WHAT IS ASKED
Print every entry, word for word, and skip the images.

GIVEN RECORDS
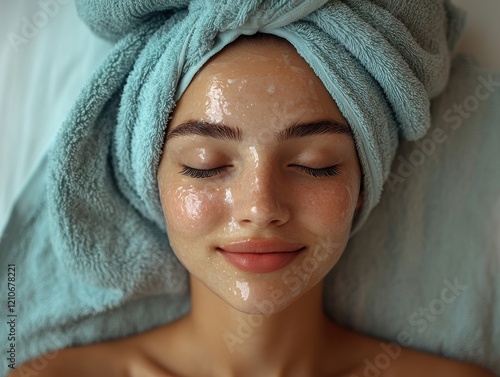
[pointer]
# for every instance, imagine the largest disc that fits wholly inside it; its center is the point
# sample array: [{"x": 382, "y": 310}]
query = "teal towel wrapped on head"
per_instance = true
[{"x": 97, "y": 239}]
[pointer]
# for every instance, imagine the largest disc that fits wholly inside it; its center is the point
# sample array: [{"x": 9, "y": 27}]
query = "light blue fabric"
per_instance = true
[
  {"x": 424, "y": 270},
  {"x": 89, "y": 230}
]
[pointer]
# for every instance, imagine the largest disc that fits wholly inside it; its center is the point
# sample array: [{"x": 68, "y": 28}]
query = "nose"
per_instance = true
[{"x": 260, "y": 199}]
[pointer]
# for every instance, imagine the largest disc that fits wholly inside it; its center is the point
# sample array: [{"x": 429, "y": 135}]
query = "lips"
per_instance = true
[{"x": 260, "y": 255}]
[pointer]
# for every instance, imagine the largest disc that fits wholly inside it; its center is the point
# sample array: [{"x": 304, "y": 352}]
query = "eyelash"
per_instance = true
[{"x": 208, "y": 173}]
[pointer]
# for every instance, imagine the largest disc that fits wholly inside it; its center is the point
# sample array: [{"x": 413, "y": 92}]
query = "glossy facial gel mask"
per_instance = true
[{"x": 258, "y": 192}]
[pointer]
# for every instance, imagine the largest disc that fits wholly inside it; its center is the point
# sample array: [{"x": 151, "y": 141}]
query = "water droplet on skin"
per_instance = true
[{"x": 244, "y": 289}]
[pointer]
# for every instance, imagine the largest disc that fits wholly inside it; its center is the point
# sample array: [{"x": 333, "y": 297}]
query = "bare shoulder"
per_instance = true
[
  {"x": 110, "y": 359},
  {"x": 84, "y": 361},
  {"x": 368, "y": 356},
  {"x": 414, "y": 363}
]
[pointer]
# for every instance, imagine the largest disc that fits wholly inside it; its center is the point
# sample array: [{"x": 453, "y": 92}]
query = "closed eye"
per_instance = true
[
  {"x": 319, "y": 173},
  {"x": 202, "y": 173}
]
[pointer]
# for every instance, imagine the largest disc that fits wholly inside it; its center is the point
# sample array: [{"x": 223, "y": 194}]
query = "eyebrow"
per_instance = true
[{"x": 222, "y": 131}]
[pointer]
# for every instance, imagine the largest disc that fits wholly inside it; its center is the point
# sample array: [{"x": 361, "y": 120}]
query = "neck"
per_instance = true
[{"x": 236, "y": 343}]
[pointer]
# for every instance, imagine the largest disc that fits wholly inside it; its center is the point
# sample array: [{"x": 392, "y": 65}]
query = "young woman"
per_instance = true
[{"x": 259, "y": 182}]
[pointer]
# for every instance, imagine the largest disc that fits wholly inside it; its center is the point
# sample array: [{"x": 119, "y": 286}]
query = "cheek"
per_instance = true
[
  {"x": 331, "y": 208},
  {"x": 191, "y": 211}
]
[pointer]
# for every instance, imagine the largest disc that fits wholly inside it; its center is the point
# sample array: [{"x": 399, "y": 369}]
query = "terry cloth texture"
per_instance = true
[{"x": 97, "y": 215}]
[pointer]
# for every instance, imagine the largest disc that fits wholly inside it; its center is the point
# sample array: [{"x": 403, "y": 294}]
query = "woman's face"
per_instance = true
[{"x": 259, "y": 178}]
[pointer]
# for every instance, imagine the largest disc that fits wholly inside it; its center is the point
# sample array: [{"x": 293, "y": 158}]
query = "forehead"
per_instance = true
[{"x": 253, "y": 80}]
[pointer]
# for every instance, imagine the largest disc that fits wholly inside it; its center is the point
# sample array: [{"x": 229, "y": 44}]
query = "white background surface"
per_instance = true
[{"x": 40, "y": 78}]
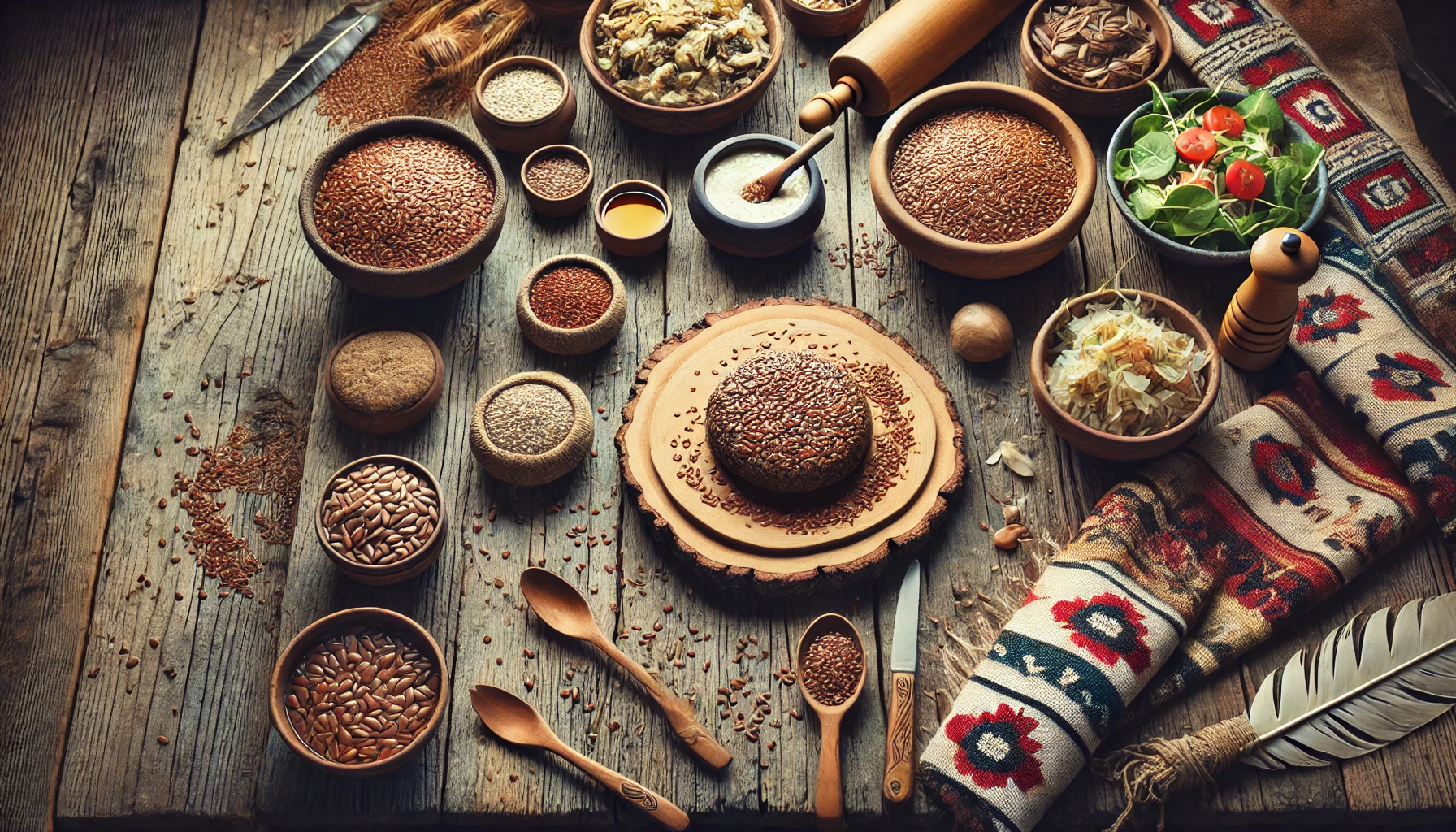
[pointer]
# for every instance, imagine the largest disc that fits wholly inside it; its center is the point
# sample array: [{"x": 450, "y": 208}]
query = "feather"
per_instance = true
[
  {"x": 305, "y": 70},
  {"x": 1367, "y": 683}
]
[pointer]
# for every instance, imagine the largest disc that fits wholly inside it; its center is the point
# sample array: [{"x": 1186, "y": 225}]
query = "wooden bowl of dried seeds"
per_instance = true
[
  {"x": 384, "y": 379},
  {"x": 360, "y": 659},
  {"x": 571, "y": 305},
  {"x": 1095, "y": 57},
  {"x": 531, "y": 429},
  {"x": 404, "y": 207},
  {"x": 380, "y": 519},
  {"x": 994, "y": 207}
]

RESPONSE TO THIS EXERCISE
[pointer]
# for every instance, imagine the largest disc that fits wholly inside it; its center is the point
# sample array: [{"x": 382, "y": 310}]
query = "teal towel wrapped on head"
per_instance = true
[{"x": 97, "y": 239}]
[pointer]
# for every instance, imagine the largest disc that fits wholly inside it; its center is the point
# sample array: [{"x": 9, "y": 27}]
query = "light blue fabric"
per_instance = true
[
  {"x": 424, "y": 270},
  {"x": 89, "y": 230}
]
[pointer]
# for every instance, imagine the largest disc that fits wholly inside it; its center is the point
# sample array: [{"x": 68, "y": 28}]
query = "nose"
per_instance = true
[{"x": 260, "y": 199}]
[pointer]
# for every instance, imagine the largest disc that fits wholly inside it; its center is the point
# sample array: [{"x": 429, "y": 135}]
query = "lips"
per_instance = true
[{"x": 260, "y": 255}]
[pointer]
# for every instance, imagine the largest disc that fits wholly inside it; its center is the point
# sample array: [{"x": 304, "y": 352}]
query = "eyelash"
per_instance = true
[{"x": 208, "y": 173}]
[pointer]
# for every instance, imagine the largest disc that fits wholly inside it; its center is the point
# sample array: [{"x": 413, "y": 92}]
query = "glossy facial gel mask"
per_instance = true
[{"x": 258, "y": 192}]
[pointer]
# for every instance, imagine the largest disc that fits wholly inside it; its center is the point
# sample array: [{"x": 151, "y": 141}]
query = "water droplet on skin"
per_instance = true
[{"x": 244, "y": 289}]
[pointer]
# for every instance, imagine the largest disc that fits wholly inside it; its center is the point
# sample array: [{"x": 333, "y": 297}]
query = "bare shoulder"
per_instance = true
[
  {"x": 110, "y": 359},
  {"x": 84, "y": 361},
  {"x": 368, "y": 356},
  {"x": 414, "y": 363}
]
[pointer]
# for every instance, imagine the largest disc that fits wholly inside it; its center is the point
# sample array: [{"x": 453, "y": 92}]
query = "closed eye"
per_instance = true
[
  {"x": 319, "y": 173},
  {"x": 202, "y": 173}
]
[pointer]
# for every instance, imagine the largest disc that fits wholly inside it; its center is the point
# sample array: [{"x": 223, "y": 194}]
query = "eyebrow"
per_instance = true
[{"x": 222, "y": 131}]
[pointer]
# for every instance, imagine the largest disc that fits wholly inside it; its center is the point
# sample array: [{"x": 361, "y": 120}]
query = "neck"
per_instance = true
[{"x": 236, "y": 343}]
[pointer]
# for every instance, imagine the largest disc that fits wholly inside it; its center is the point
# sample array: [{"x": 392, "y": 65}]
query = "young woman"
per_instance = true
[{"x": 259, "y": 182}]
[pointer]
# for every instance, imagine the largest disc that fits wholly inside it; its center is the point
# sample array: [{"x": 119, "y": 286}]
query = "cheek"
per_instance = true
[
  {"x": 331, "y": 208},
  {"x": 191, "y": 211}
]
[pointer]
# for every instance, imagine the largest disc that fits wholly inside it; its center is the point
# sample array: [{"x": 399, "y": 369}]
query = "terry cloth texture"
per_instance = true
[{"x": 97, "y": 215}]
[pointer]
# for every instance, imagine the largest disc that fits wholly inside it; its center is the point
# sample array: [{"x": 403, "y": 294}]
query = "woman's face"
per_instance = true
[{"x": 259, "y": 178}]
[pointer]
# for every instance, imagine the largest disc that fits wholly inside it; its center is the point
# sample array: [{"x": 293, "y": 158}]
query = "forehead"
per_instance = true
[{"x": 253, "y": 80}]
[pointer]
# for every instance, imagine the largest disc that fits wholly inside it; its center is the point
# sample array: [{"x": 229, "y": 44}]
query = "white background surface"
per_instance = true
[{"x": 40, "y": 78}]
[pointer]
# for every instance, imagine the largest disc that fits wholly inside it; its center is the point
# sample array: [{"x": 450, "y": 208}]
query = "feather"
per_instance = true
[
  {"x": 305, "y": 70},
  {"x": 1367, "y": 683}
]
[pointer]
# for every instance, imagine the largest disc that fits wholly inside it; its center is the point
# sample array: [{"x": 1186, "y": 225}]
query = "wooden bowl of dried seeds"
per_instance = true
[
  {"x": 384, "y": 379},
  {"x": 360, "y": 659},
  {"x": 571, "y": 305},
  {"x": 1095, "y": 57},
  {"x": 531, "y": 429},
  {"x": 404, "y": 207},
  {"x": 380, "y": 519},
  {"x": 994, "y": 207}
]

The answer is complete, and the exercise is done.